Information shown:

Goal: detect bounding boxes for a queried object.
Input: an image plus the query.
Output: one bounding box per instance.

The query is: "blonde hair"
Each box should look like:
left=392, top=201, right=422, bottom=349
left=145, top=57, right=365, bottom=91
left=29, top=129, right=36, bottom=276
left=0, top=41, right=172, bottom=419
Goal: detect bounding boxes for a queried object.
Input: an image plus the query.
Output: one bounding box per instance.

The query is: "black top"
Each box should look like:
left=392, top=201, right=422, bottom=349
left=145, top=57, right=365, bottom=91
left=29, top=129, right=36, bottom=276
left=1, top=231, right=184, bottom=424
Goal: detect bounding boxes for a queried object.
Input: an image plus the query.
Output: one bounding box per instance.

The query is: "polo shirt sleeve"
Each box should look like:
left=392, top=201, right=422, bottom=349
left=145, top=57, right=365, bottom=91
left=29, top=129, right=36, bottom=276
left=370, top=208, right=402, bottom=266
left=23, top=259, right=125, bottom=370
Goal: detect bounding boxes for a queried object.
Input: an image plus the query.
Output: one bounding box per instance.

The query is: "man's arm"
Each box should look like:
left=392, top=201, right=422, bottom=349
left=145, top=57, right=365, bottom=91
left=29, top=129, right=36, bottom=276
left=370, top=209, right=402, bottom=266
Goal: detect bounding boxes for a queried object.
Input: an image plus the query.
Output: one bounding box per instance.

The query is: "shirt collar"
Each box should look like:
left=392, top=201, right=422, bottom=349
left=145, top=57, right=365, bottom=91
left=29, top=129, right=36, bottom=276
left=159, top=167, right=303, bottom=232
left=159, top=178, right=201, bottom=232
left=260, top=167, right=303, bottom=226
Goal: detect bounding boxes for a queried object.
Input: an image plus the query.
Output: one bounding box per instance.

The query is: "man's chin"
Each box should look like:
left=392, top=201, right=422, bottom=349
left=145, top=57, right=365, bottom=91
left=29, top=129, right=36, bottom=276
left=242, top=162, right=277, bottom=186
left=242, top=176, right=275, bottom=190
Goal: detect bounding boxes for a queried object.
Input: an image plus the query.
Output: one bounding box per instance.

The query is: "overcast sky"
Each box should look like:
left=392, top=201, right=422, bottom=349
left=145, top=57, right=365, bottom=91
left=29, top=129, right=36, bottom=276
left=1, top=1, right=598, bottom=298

Aim of the task: Write the data from above out again, exactly.

Task answer:
Goal: detect bounding boxes for a queried object.
Input: an image plus the query.
Output: one bounding box per instance.

The query is: "blonde hair"
Each box should look like:
left=392, top=201, right=422, bottom=349
left=145, top=57, right=365, bottom=91
left=29, top=129, right=36, bottom=276
left=0, top=41, right=172, bottom=419
Goal: detect bounding boxes for a queried object.
Input: an image plus the query.
Output: one bounding box per instance.

The query is: "black top"
Each box should look like:
left=392, top=201, right=422, bottom=349
left=145, top=57, right=365, bottom=91
left=29, top=129, right=36, bottom=276
left=1, top=231, right=184, bottom=424
Goal: detect bounding boxes for a queried object.
Input: an image plus the query.
Output: one bounding box per instance.

The query is: "polo shirt sleeve"
Each box should look like:
left=392, top=201, right=422, bottom=349
left=145, top=57, right=365, bottom=91
left=29, top=129, right=36, bottom=276
left=370, top=208, right=402, bottom=266
left=23, top=259, right=125, bottom=370
Goal: detect bounding boxes for a queried object.
Input: an image plus the query.
Output: one bounding box per instance.

The query is: "man's arm"
Each box should look like:
left=392, top=201, right=422, bottom=349
left=145, top=57, right=365, bottom=91
left=29, top=129, right=36, bottom=276
left=370, top=209, right=402, bottom=266
Goal: detect bounding boxes for a queried object.
Input: an image plus the query.
Output: one bounding box per instance.

The query is: "shirt collar"
Each box should look like:
left=392, top=201, right=422, bottom=349
left=145, top=57, right=365, bottom=91
left=29, top=129, right=36, bottom=276
left=159, top=167, right=303, bottom=232
left=159, top=178, right=201, bottom=232
left=260, top=167, right=303, bottom=226
Goal: detect bounding boxes for a queried object.
Input: an image plus the query.
Output: one bounding box per instance.

The query is: "man's chin"
Each box should look like:
left=392, top=201, right=422, bottom=349
left=145, top=57, right=365, bottom=91
left=29, top=129, right=36, bottom=276
left=242, top=162, right=277, bottom=186
left=242, top=176, right=275, bottom=190
Goal: detect bounding boxes for a queried object.
Input: an image plus the query.
Output: one bounding box per instance.

The query is: "overcast sky"
Each box should look like:
left=392, top=201, right=422, bottom=349
left=145, top=57, right=365, bottom=91
left=29, top=129, right=36, bottom=276
left=1, top=1, right=598, bottom=298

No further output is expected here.